→ **WHAT IS EXPECTED**: Reproduce everything from "I spent many, many" down to "another two years." in the lace scarf story, swapping "mind numbing" for "tedious".

→ **EXCERPT TO READ**:
** START **
This scarf doesn't just have a story. It has a saga!!
First, the details:
Yarn: burgundy cashmere laceweight, from Nandia cashmere
Needles: bamboo, size 5 circular
Pattern: 3 repeats of feather and fan lace, with 5 stitches of garter stitch on each side, and 5 rows of garter stitch at each end.
Now, the story:
I purchased this yarn in the winter of 2002/2003, which was a very cold and lonely winter for me. I reckoned that lace would get me the most knitting hours for my money (foreshadowing here: I didn't know the half of it!), and it was a pleasure to have something so soft, ethereally light, and richly colored.
But it turned out to be a bit of a pain to knit! As a novice lace knitter, each mistake took forever to spot and fix. And the slow progress was discouraging. After about two months of slowly working on it, I frustratedly put it down.
I picked it up two years later, when I was tagging along on Mountain Man's field work in South Africa. I had a great deal of down time on that trip, sitting under a tree or on a river bank while Mountain Man and his colleagues dug soil pits and collected rock samples. The scarf seemed like a perfect small project to tuck into my daypack.
I spent many, many hours on that scarf. And yet it hardly seemed to grow and was rather mind numbing to boot. It was only half finished by the end of that trip, when I put it down for another two years.
That scarf mocked me from the knitting basket, becoming a veritable symbol of my inability to knit lace at a reasonable rate. In time, I did knit other lace things. And so it was that I felt confident enough to pick it up when I went to a conference last month.
** END **
→ **DATASET EXCERPTS**:
** START **
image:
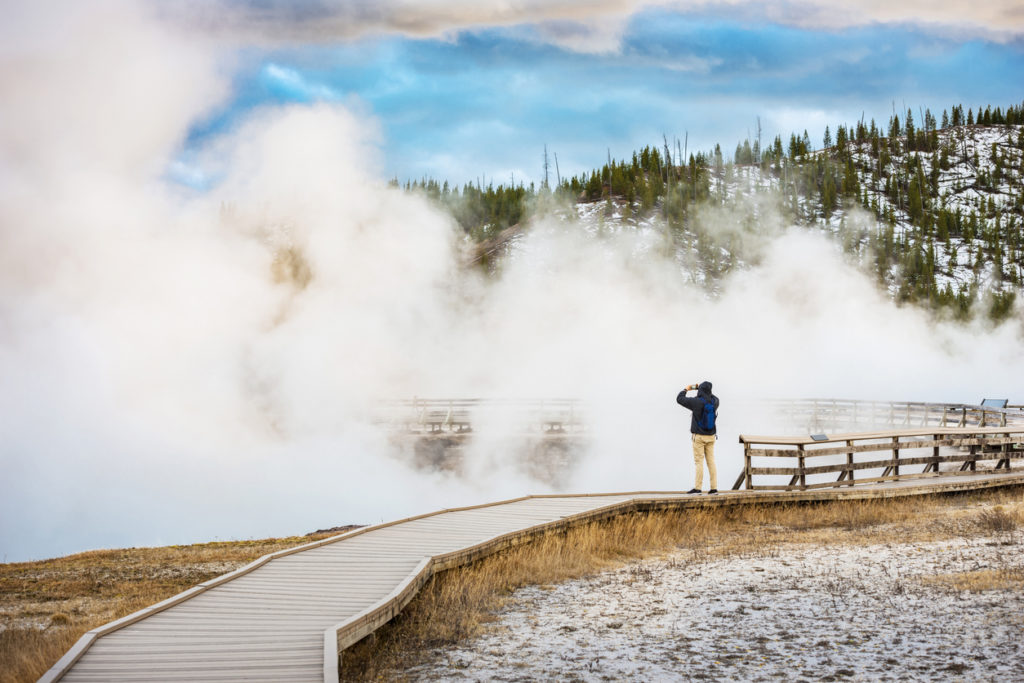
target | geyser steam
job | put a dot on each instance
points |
(180, 367)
** END **
→ **RESULT OF THE EXERCISE**:
I spent many, many hours on that scarf. And yet it hardly seemed to grow and was rather tedious to boot. It was only half finished by the end of that trip, when I put it down for another two years.